-- Instructions to follow --
Each record below is to be reproduced without any change.

-- Records to use --
START
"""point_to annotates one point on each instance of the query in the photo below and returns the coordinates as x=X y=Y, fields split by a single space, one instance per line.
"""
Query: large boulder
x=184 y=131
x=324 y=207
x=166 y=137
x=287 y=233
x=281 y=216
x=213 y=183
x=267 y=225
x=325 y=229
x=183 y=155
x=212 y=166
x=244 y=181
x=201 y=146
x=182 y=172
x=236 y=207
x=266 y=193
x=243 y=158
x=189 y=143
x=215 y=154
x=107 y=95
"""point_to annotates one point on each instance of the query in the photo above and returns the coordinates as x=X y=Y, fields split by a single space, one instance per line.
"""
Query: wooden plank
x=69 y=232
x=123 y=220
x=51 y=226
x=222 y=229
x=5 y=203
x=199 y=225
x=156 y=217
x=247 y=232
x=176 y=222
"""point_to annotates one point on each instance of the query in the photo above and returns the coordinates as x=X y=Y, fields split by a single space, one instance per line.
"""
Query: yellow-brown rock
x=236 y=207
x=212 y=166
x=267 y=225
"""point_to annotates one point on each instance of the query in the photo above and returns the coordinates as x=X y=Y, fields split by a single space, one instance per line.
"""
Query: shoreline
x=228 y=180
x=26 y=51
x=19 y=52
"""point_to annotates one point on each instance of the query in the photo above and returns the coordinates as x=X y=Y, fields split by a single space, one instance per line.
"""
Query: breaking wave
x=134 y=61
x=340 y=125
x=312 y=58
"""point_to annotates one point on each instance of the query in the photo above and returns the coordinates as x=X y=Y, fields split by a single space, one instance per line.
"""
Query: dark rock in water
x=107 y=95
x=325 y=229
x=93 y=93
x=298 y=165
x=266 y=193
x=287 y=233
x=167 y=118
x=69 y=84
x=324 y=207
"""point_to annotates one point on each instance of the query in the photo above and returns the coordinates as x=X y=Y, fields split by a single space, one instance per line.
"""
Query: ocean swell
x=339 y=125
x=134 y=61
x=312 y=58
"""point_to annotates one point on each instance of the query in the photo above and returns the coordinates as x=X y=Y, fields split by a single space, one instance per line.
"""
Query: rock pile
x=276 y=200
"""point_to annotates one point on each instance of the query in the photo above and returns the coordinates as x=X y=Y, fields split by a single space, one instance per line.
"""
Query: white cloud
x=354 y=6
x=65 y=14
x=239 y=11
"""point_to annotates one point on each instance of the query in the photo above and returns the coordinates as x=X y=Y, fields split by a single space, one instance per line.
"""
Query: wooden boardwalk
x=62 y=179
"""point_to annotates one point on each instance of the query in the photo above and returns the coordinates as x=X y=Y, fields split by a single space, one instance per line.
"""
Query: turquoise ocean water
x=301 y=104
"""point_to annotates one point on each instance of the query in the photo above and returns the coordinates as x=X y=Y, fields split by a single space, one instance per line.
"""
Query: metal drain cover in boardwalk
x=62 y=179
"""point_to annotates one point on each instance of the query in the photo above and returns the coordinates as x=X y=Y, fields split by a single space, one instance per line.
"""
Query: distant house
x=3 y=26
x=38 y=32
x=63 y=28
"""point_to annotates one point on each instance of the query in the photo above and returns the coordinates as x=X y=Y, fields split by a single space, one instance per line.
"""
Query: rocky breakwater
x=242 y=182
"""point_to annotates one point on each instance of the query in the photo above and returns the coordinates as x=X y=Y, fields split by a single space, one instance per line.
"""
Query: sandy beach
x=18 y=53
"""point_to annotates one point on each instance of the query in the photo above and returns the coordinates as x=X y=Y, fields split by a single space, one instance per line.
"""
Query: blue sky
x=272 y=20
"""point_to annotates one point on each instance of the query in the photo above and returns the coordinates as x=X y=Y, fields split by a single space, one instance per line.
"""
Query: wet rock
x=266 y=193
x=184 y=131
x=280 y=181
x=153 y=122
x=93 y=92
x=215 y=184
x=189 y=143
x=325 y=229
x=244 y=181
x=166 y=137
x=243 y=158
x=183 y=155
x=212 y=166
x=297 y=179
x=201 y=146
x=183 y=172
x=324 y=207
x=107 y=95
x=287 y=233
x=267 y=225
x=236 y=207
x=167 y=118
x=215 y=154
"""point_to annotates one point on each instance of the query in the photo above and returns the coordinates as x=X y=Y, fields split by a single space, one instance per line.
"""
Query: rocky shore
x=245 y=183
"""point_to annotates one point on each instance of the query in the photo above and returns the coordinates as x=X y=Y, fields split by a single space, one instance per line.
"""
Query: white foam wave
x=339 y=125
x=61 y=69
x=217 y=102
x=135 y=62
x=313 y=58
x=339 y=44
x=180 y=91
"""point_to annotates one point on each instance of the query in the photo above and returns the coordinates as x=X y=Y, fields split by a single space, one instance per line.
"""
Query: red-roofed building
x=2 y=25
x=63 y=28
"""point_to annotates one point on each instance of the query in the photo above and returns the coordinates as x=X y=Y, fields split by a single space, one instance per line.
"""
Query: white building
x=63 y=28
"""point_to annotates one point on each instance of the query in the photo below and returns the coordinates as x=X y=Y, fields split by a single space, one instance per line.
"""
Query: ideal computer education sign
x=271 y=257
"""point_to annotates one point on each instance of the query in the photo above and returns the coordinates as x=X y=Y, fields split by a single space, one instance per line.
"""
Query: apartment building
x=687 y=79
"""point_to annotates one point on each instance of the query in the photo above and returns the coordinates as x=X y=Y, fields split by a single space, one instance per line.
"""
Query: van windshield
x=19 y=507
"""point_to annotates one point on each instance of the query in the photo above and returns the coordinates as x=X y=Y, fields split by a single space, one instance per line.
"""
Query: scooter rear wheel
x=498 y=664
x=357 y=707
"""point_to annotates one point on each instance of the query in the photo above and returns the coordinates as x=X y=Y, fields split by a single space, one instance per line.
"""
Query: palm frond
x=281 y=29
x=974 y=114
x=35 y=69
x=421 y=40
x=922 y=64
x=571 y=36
END
-- Solution for this problem --
"""point_to annotates one point on each instance of the query in the photo below and returns the coordinates as x=X y=Y, fields split by a single space, one instance per line.
"""
Query: large boulder
x=184 y=131
x=324 y=207
x=166 y=137
x=287 y=233
x=281 y=216
x=213 y=183
x=267 y=225
x=325 y=229
x=183 y=155
x=212 y=166
x=244 y=181
x=201 y=146
x=182 y=172
x=236 y=207
x=266 y=193
x=243 y=158
x=189 y=143
x=215 y=154
x=107 y=95
"""point_to annotates one point on each instance of the query in the photo above and returns the coordinates as x=X y=Y, fields split by a single space, one instance per line.
"""
Query: wooden plank
x=69 y=232
x=123 y=220
x=51 y=226
x=222 y=229
x=5 y=203
x=199 y=225
x=156 y=217
x=247 y=232
x=176 y=222
"""point_to annotates one point on each instance of the query in the photo above and returns the coordinates as x=X y=Y, fields split by a single space, one instance per line.
"""
Query: yellow-brown rock
x=236 y=207
x=212 y=166
x=267 y=225
"""point_to annotates one point on each instance of the query in the photo above and returns the coordinates as x=X y=Y, fields split by a single space, one instance per line.
"""
Query: shoreline
x=228 y=180
x=26 y=51
x=19 y=52
"""point_to annotates one point on each instance of the query in the photo above and returns the coordinates as x=X y=Y, fields split by a single space, one instance per line.
"""
Query: breaking wave
x=134 y=61
x=340 y=125
x=312 y=58
"""point_to annotates one point on each instance of the query in the photo above and returns the coordinates as x=X y=Y, fields split by a single space, one instance per line.
"""
Query: dark rock in water
x=107 y=95
x=325 y=229
x=93 y=93
x=298 y=165
x=266 y=193
x=287 y=233
x=167 y=118
x=69 y=84
x=324 y=207
"""point_to annotates one point on each instance of the query in the photo above and returns the coordinates as x=X y=Y, fields split by a single space, one instance per line.
"""
Query: ocean swell
x=339 y=125
x=134 y=61
x=312 y=58
"""point_to annotates one point on each instance of the query in the photo above and returns the coordinates as x=X y=Y, fields split by a single space, one instance per line.
"""
Query: rock pile
x=276 y=200
"""point_to annotates one point on each instance of the query in the photo above and returns the coordinates as x=X y=Y, fields split by a single space, one instance per line.
"""
Query: white cloud
x=354 y=6
x=65 y=14
x=239 y=11
"""point_to annotates one point on each instance of the query in the photo above and returns the coordinates as x=X y=Y, fields split by a single space, one instance per line.
"""
Query: wooden boardwalk
x=62 y=179
"""point_to annotates one point on each instance of the query in the photo above and returns the coordinates as x=X y=Y, fields split by a single space, one instance per line.
"""
Query: turquoise ocean water
x=301 y=104
"""point_to annotates one point on each instance of the query in the photo above and returns the coordinates as x=X y=Y, fields split by a single space, one instance per line.
"""
Query: metal drain cover in boardwalk
x=62 y=179
"""point_to annotates one point on each instance of the query in the photo above and returns the coordinates as x=X y=Y, fields split by a single space, one instance per line.
"""
Query: distant house
x=3 y=26
x=38 y=32
x=63 y=28
"""point_to annotates one point on each instance of the query in the photo above and returns the coordinates as x=X y=Y, fields split by a single space, one instance per line.
"""
Query: rocky breakwater
x=242 y=182
"""point_to annotates one point on each instance of the query in the photo above and returns the coordinates as x=X y=Y, fields split by a single space, one instance per line.
"""
Query: sandy beach
x=18 y=53
"""point_to annotates one point on each instance of the query in the photo above and returns the coordinates as x=X y=Y, fields split by a single space, one instance per line.
"""
Query: blue sky
x=272 y=20
"""point_to annotates one point on each instance of the query in the photo above and returns the coordinates as x=X y=Y, fields split by a single space, one instance per line.
"""
Query: wet rock
x=266 y=193
x=184 y=131
x=280 y=181
x=153 y=122
x=93 y=92
x=215 y=184
x=189 y=143
x=325 y=229
x=244 y=181
x=166 y=137
x=243 y=158
x=183 y=155
x=212 y=166
x=297 y=179
x=201 y=146
x=183 y=172
x=324 y=207
x=107 y=95
x=287 y=233
x=267 y=225
x=236 y=207
x=167 y=118
x=215 y=154
"""point_to annotates one point on each instance of the query in the photo above and returns the coordinates as x=X y=Y, fields split by a single space, one instance per line.
"""
Query: rocky shore
x=245 y=183
"""point_to annotates one point on each instance of the query in the photo above and returns the coordinates as x=X y=Y, fields split by a single space, one instance per line.
"""
Query: white foam wave
x=339 y=125
x=61 y=69
x=217 y=102
x=135 y=62
x=313 y=58
x=339 y=44
x=180 y=91
"""point_to annotates one point on each instance of the query in the photo above and returns the coordinates as x=X y=Y, fields split by a single space, one instance per line.
"""
Query: red-roofed building
x=2 y=25
x=63 y=28
"""point_to annotates one point on each instance of the query in the photo above and returns the coordinates as x=X y=Y, fields split by a single space, one instance per line.
"""
Query: white building
x=63 y=28
"""point_to annotates one point on each instance of the query in the photo below and returns the coordinates as x=X y=Y, fields split by a single space, one instance per line.
"""
Query: ideal computer education sign
x=271 y=257
"""point_to annotates one point on each instance of the query in the photo above and returns the coordinates as x=X y=Y, fields split by a single space, one instance per line.
"""
Query: apartment building
x=687 y=79
"""point_to annotates one point on each instance of the query in the photo above and returns the coordinates as x=X y=Y, fields split by a single space, one instance per line.
"""
Query: van windshield
x=19 y=507
"""point_to annotates one point on each instance of the query in the photo above and returns the coordinates as x=X y=Y, fields split by a single space, one instance per line.
"""
Query: scooter rear wheel
x=498 y=664
x=357 y=707
"""point_to annotates one point on each instance of the query in the photo above and returns the coordinates as x=X y=Y, fields split by a single space, one instance per line.
"""
Query: palm frond
x=281 y=29
x=974 y=114
x=35 y=69
x=421 y=40
x=922 y=64
x=571 y=36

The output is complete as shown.